** Data to process follows **

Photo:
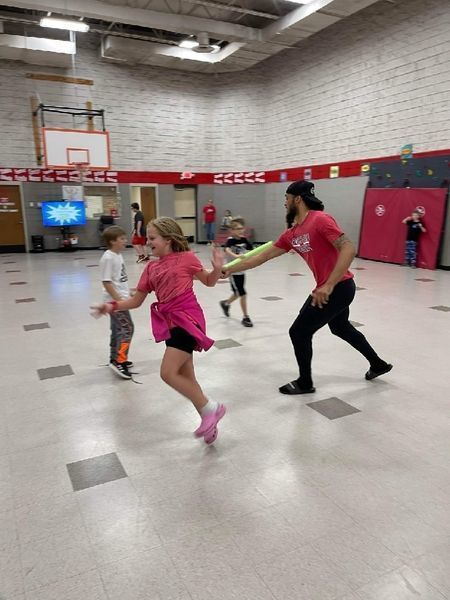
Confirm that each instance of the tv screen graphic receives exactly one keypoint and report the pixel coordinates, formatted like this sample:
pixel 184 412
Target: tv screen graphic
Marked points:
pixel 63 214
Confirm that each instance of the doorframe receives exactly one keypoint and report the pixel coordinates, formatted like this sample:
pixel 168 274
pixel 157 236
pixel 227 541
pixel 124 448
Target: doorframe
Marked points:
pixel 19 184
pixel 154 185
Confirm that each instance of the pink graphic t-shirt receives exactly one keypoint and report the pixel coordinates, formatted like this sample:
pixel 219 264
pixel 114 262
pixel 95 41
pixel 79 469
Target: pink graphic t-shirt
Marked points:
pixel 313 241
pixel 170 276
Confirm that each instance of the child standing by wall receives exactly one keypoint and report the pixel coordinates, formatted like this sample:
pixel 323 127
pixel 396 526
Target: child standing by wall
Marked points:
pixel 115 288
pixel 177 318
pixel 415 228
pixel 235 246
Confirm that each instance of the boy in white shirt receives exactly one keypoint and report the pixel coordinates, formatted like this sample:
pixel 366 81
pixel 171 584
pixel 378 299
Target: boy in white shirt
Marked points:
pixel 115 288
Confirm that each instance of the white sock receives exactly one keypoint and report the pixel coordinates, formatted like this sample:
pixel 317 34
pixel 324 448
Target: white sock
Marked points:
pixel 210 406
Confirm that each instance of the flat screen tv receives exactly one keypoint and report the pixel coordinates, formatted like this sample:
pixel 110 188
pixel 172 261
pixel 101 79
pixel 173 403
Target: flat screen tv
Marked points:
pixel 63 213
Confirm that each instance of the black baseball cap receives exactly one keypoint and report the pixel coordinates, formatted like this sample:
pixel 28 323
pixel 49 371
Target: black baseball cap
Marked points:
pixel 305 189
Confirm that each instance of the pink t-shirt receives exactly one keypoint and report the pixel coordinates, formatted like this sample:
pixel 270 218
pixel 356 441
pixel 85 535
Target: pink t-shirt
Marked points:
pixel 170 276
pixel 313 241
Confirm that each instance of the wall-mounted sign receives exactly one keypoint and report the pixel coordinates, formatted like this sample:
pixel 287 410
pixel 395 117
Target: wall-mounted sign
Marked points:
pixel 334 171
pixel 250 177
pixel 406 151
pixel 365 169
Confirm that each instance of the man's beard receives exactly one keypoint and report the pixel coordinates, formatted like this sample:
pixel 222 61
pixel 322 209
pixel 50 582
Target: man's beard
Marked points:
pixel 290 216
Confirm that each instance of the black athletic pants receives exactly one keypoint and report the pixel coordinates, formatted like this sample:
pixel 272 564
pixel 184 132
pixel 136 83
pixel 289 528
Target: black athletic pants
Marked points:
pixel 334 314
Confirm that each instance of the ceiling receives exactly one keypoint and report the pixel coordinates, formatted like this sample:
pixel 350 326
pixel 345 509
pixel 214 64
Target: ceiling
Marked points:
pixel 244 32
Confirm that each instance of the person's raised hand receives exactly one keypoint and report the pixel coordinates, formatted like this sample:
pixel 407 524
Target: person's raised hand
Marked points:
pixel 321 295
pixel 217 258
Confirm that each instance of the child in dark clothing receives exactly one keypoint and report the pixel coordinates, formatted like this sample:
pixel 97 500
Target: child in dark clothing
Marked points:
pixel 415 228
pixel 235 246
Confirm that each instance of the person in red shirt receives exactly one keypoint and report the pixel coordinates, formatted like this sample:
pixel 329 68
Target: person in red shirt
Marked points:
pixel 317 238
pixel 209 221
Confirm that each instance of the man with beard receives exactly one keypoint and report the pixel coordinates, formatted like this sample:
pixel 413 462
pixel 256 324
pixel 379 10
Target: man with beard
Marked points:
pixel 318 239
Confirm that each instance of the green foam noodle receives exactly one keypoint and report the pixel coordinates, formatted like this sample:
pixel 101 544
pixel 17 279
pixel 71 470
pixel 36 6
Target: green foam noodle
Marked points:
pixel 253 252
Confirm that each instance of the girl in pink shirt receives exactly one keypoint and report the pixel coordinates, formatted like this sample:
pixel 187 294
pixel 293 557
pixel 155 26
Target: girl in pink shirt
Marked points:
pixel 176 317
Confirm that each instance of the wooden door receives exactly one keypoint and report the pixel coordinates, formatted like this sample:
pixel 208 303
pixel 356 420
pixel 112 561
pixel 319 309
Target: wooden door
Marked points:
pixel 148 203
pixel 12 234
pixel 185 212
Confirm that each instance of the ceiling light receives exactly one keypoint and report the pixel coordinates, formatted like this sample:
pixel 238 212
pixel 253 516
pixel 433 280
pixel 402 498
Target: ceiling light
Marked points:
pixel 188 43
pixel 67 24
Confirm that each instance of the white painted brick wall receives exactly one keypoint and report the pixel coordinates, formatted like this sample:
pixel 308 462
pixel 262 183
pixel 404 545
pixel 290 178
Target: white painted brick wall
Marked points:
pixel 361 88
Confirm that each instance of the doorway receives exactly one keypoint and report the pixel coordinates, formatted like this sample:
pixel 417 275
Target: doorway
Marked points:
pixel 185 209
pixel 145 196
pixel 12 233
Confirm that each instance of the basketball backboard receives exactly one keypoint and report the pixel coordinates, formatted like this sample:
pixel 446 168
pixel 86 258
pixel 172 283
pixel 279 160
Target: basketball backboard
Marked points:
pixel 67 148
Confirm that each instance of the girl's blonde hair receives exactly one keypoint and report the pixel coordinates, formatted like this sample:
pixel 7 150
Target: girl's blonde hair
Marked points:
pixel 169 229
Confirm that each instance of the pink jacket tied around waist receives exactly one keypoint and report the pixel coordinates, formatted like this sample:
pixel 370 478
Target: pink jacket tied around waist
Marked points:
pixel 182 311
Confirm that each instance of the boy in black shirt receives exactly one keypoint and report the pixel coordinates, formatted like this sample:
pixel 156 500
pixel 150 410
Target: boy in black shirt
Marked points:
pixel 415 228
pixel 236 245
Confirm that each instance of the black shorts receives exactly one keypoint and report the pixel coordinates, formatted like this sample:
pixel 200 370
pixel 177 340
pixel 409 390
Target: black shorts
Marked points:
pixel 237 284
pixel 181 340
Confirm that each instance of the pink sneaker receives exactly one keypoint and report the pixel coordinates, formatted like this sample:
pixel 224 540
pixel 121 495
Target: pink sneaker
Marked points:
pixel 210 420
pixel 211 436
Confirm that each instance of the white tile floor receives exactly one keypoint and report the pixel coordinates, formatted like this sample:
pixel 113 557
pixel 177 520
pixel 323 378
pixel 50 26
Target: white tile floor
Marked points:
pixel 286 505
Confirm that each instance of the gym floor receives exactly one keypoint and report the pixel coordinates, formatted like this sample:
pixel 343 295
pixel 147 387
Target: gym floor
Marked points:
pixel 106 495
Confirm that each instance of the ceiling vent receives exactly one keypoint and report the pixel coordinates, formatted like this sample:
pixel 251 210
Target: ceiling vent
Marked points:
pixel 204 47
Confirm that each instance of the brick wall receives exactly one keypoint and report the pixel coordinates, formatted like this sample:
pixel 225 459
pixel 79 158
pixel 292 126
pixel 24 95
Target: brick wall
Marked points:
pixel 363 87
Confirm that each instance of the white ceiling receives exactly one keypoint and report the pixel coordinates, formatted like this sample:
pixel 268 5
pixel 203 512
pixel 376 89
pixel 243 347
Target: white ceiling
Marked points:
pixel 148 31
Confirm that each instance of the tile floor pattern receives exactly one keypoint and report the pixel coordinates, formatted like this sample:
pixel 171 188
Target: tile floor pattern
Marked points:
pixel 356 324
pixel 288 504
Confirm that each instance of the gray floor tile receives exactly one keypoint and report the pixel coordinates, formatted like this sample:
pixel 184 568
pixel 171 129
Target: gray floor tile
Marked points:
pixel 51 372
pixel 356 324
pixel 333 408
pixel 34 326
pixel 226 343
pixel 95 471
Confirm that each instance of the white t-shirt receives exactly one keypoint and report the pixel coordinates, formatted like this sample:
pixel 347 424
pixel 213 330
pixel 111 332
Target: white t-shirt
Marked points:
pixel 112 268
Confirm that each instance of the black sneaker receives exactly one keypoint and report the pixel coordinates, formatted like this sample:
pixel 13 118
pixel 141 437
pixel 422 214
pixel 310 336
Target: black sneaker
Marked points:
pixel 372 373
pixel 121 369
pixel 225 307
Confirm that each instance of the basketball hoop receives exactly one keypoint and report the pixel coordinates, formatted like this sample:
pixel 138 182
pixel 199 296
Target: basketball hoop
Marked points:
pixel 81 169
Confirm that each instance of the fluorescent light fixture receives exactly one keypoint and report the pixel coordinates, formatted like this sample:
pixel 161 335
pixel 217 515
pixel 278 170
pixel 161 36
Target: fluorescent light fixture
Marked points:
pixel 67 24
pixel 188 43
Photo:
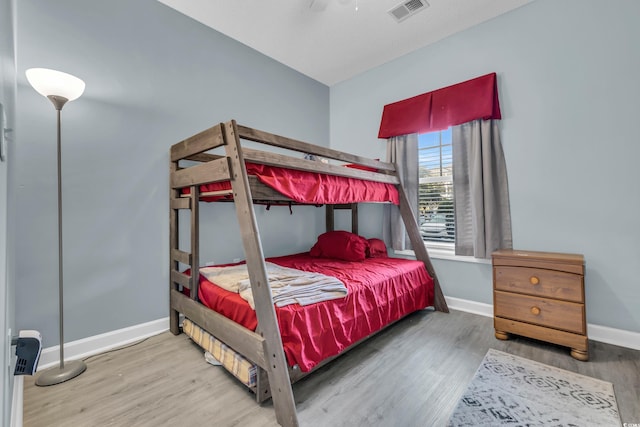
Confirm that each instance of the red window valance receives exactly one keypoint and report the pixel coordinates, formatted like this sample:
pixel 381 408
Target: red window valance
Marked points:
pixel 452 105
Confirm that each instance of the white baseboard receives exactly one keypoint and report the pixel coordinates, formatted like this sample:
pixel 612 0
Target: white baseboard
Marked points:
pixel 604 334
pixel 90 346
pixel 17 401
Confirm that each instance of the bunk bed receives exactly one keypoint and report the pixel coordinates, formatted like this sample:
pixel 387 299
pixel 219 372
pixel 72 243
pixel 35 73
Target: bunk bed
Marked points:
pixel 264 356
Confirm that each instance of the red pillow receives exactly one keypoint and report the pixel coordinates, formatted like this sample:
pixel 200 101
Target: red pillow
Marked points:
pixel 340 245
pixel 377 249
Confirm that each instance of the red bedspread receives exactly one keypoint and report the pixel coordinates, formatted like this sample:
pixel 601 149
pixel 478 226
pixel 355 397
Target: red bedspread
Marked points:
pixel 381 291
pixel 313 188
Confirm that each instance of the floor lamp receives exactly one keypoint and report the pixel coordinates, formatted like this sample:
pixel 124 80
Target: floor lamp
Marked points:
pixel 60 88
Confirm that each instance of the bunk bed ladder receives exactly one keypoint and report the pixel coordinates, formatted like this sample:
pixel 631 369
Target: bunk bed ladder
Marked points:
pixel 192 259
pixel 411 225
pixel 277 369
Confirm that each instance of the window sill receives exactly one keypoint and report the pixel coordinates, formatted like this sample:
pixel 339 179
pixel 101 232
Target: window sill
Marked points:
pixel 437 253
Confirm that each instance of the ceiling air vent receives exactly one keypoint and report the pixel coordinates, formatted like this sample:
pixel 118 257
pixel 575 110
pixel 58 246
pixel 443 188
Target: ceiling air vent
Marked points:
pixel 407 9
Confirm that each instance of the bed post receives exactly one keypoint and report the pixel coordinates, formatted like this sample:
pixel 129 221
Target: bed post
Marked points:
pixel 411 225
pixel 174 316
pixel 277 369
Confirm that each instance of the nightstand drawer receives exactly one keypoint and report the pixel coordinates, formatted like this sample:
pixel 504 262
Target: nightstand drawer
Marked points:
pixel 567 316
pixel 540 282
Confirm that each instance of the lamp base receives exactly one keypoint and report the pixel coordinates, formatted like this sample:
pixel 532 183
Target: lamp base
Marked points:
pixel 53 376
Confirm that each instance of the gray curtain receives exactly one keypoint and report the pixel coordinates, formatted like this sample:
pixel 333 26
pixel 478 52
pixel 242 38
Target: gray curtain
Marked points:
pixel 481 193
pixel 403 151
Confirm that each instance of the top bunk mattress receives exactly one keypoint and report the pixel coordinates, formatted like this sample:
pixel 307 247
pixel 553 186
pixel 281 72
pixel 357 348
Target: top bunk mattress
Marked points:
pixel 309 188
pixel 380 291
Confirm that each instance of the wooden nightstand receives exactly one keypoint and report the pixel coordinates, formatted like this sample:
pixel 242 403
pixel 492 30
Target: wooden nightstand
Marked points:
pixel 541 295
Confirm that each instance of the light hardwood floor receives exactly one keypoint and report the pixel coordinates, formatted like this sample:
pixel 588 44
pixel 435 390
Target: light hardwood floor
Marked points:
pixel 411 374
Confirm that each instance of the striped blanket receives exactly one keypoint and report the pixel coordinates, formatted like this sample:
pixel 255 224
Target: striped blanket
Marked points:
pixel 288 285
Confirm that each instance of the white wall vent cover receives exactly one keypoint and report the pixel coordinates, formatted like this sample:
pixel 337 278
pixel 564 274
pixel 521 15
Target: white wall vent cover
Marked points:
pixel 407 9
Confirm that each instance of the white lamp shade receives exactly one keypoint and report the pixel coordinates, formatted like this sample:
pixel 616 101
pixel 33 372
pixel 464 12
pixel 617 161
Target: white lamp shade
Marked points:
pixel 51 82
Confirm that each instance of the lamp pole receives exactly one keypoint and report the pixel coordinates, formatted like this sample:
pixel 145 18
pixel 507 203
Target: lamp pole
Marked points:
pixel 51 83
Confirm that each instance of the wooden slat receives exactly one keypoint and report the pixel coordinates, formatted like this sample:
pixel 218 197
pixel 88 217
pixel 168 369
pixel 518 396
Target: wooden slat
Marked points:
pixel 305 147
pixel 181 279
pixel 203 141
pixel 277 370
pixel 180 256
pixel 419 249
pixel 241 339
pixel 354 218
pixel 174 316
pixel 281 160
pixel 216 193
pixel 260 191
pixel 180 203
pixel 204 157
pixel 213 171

** End of Data to process **

*Required work*.
In the data above, find the line that contains "pixel 324 448" and the line that contains "pixel 395 117". Repeat exactly those lines and every line between them, and only those.

*Written solution*.
pixel 324 448
Target: white sock
Marked points:
pixel 210 406
Confirm that each instance of the flat screen tv receives exactly one keypoint and report the pixel coordinates, formatted like this sample:
pixel 110 188
pixel 172 261
pixel 101 79
pixel 173 403
Target: flat screen tv
Marked points:
pixel 63 213
Confirm that each instance of the black baseball cap receives exactly one keypoint and report the pixel coordinates, formatted like this sample:
pixel 28 323
pixel 49 371
Target: black baseball cap
Marked points:
pixel 305 189
Confirm that each instance of the pink t-shirt receives exactly one keypoint and report the pixel coordinates, formatted like this sample:
pixel 270 218
pixel 356 441
pixel 85 535
Target: pink t-shirt
Marked points:
pixel 170 276
pixel 313 241
Confirm that each instance of the wall-mounted sign receives exactly one keypoint and report the pixel coordinates, formatted like this sample:
pixel 287 410
pixel 395 117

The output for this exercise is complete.